Everyone wants fully autonomous AI. “Set it and forget it.” “Make money while you sleep.” It’s a great marketing pitch, but in the real world of business operations, it’s a recipe for disaster.

AI hallucinates. It drifts. It misinterprets context. If you let it run fully autonomously, eventually, it will send a wildly inappropriate email to a client, publish a hallucinated statistic on your blog, or mess up a pricing proposal.

This is why every system I build is HIL: Human in the Loop, always.

What HIL Actually Means

HIL doesn’t mean you are doing the work. It means you are the final decision node.

Let’s look at a complex agentic workflow: Client Onboarding.

  1. The AI crawls the client’s site.
  2. The AI audits their SEO.
  3. The AI builds a Master Client Profile.
  4. The AI drafts the Agent Briefing (the instructions for how other AIs should handle this client).

*PROVIDED MATERIAL*.
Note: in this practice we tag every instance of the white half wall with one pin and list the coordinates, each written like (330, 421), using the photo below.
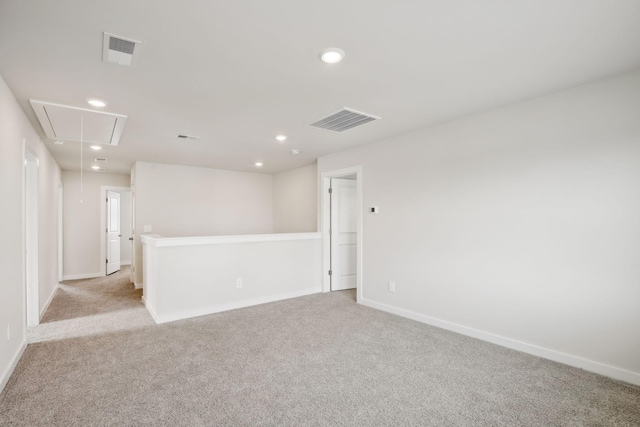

*PROBLEMS AND TASKS*.
1. Rewrite the passage of the human-in-the-loop AI article starting at "This is why" and ending at "audits their SEO.", replacing "HIL" with "HITL".
2. According to the human-in-the-loop AI article, what does HIL stand for?

*FINAL RESULTS*.
1.
This is why every system I build is HITL: Human in the Loop, always.

What HITL Actually Means

HITL doesn’t mean you are doing the work. It means you are the final decision node.

Let’s look at a complex agentic workflow: Client Onboarding.

  1. The AI crawls the client’s site.
  2. The AI audits their SEO.

2. Human in the Loop.